**PROVIDED DATA**
(begin)
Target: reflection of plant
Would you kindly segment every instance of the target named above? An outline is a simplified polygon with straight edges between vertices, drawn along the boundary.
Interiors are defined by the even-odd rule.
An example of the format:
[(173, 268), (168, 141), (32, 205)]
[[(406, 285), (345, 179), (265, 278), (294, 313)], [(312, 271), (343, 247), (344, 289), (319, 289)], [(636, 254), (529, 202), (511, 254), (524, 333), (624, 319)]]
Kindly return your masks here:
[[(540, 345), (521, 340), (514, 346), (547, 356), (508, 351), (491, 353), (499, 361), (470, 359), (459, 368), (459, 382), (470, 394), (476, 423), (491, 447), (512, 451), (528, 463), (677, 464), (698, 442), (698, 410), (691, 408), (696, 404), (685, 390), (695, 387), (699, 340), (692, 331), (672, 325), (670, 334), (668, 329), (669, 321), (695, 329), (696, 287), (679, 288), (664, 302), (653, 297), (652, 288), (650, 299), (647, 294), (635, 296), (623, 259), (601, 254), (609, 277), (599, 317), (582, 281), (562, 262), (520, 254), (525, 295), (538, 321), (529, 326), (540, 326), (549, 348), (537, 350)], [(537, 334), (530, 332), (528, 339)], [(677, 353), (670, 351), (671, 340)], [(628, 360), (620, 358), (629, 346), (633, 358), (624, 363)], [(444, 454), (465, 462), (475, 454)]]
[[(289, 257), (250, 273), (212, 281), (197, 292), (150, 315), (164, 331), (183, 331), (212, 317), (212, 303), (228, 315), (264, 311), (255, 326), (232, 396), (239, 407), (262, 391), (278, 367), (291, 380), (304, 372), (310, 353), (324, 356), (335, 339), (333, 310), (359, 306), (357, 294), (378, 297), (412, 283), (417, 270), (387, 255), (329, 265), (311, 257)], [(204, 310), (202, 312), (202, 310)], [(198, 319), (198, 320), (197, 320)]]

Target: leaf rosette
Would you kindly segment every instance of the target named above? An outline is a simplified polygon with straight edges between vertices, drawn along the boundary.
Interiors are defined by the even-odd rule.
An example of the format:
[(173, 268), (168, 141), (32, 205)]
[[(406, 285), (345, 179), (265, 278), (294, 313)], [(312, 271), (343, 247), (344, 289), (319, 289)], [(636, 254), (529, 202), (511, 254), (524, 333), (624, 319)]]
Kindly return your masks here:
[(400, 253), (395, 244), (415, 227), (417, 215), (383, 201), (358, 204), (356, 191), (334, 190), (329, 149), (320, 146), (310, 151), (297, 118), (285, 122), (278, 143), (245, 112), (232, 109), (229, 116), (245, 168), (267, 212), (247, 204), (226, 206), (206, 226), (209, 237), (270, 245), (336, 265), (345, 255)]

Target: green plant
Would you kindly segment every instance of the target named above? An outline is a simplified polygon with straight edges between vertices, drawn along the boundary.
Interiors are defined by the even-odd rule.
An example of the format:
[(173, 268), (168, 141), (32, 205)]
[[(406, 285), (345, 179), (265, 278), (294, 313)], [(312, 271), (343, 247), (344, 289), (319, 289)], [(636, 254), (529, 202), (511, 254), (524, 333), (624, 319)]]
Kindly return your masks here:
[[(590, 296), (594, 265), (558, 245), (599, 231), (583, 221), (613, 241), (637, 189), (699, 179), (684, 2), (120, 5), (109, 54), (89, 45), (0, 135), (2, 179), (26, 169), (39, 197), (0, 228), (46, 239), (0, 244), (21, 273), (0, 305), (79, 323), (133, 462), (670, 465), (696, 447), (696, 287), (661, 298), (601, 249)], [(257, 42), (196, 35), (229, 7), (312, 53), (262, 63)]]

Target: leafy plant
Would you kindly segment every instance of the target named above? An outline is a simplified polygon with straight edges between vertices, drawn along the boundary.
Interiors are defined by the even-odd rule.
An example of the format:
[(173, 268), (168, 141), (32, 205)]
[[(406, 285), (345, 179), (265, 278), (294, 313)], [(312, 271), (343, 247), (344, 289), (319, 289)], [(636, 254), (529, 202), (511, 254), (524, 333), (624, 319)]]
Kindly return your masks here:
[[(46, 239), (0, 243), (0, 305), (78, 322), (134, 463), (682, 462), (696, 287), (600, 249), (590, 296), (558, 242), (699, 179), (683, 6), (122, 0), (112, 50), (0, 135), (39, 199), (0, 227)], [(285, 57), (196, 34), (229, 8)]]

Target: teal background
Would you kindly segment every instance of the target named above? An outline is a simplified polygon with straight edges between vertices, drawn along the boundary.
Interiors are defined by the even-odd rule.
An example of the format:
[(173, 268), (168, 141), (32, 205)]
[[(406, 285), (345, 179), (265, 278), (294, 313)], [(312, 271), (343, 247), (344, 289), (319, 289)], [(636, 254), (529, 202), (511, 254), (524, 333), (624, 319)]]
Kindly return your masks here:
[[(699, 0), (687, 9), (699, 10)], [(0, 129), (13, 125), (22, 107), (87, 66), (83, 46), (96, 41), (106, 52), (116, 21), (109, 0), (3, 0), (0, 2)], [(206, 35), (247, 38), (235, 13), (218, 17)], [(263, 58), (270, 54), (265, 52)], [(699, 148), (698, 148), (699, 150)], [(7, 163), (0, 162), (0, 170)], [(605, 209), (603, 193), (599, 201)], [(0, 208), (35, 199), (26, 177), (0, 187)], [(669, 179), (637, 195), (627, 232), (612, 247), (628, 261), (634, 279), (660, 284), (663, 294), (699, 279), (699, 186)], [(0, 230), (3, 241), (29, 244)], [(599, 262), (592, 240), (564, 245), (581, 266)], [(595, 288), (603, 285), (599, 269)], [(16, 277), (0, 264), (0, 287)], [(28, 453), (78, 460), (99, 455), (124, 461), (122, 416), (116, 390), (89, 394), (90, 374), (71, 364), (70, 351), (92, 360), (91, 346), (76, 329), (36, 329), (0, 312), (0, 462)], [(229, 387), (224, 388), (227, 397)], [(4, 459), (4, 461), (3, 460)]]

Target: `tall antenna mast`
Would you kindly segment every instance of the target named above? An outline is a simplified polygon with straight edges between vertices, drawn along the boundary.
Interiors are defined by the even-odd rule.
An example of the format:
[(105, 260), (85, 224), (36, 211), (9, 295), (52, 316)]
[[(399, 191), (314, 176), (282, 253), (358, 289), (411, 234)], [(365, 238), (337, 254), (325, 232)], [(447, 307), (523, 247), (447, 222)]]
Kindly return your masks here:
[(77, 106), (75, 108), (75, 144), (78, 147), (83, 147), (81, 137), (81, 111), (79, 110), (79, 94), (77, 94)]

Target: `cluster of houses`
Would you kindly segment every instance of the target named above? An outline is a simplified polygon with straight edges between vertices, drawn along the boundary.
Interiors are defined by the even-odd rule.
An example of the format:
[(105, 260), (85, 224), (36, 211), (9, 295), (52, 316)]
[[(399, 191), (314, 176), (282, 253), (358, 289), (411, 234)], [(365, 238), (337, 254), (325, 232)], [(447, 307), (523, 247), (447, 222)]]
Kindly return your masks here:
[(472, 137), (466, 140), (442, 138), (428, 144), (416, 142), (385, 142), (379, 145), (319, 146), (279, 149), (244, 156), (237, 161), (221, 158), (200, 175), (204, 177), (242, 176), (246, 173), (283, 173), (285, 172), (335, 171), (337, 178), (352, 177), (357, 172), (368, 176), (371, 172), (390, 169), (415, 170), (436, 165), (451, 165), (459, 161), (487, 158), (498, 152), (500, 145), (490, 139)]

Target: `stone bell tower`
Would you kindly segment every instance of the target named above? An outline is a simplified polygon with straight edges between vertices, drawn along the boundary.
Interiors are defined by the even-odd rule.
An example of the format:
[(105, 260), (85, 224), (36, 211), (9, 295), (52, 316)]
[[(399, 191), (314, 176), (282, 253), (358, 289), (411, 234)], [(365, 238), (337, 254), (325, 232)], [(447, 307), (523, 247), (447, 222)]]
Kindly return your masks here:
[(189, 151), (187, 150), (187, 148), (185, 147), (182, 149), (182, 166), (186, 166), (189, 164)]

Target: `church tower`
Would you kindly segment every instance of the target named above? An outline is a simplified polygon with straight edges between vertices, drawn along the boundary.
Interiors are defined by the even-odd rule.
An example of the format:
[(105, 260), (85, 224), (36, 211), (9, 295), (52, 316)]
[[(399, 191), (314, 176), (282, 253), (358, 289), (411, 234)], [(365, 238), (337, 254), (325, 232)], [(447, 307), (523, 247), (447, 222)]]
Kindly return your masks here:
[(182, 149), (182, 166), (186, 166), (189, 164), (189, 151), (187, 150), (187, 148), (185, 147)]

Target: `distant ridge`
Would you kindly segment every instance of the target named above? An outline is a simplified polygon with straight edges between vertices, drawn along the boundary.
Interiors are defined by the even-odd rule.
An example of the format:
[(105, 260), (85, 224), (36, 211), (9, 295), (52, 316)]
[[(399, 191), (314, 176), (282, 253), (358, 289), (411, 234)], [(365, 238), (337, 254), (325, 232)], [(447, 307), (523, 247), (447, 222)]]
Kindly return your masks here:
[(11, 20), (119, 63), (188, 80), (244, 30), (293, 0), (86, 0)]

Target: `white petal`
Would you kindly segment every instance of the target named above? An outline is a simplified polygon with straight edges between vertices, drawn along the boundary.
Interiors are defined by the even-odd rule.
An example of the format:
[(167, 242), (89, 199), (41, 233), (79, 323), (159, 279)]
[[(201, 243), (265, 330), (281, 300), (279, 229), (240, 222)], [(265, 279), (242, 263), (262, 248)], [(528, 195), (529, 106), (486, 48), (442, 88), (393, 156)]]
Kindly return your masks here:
(end)
**WHAT IS EXPECTED**
Copy the listing from the line with "Target: leaf rosette" up to and including the line with "265), (345, 255)]", keeping every request line as it is. In the answer outline, multiply each vertex coordinate by 1.05 and round to the nearest whole number, with halves rounded up; leave the numbers in the format samples unchanged.

**RESULT BELOW**
Target: leaf rosette
Would you kindly segment every instance of the target named above? An outline is a simplified polygon with straight edges between vertices, drawn along the boundary.
Interiors are defined by the even-odd rule.
An example of the format:
[(173, 268), (168, 141), (32, 205)]
[[(406, 285), (345, 179), (265, 278), (294, 313)], [(312, 271), (343, 247), (344, 289), (319, 289)], [(636, 254), (529, 202), (511, 254), (524, 333), (624, 319)]]
Kindly return your masks here:
[(420, 266), (415, 256), (436, 238), (438, 226), (402, 211), (376, 214), (374, 201), (351, 200), (345, 156), (336, 153), (326, 159), (312, 124), (299, 128), (292, 150), (257, 118), (244, 114), (240, 122), (257, 176), (280, 223), (259, 214), (237, 216), (216, 237), (219, 249), (284, 257), (353, 278), (362, 268)]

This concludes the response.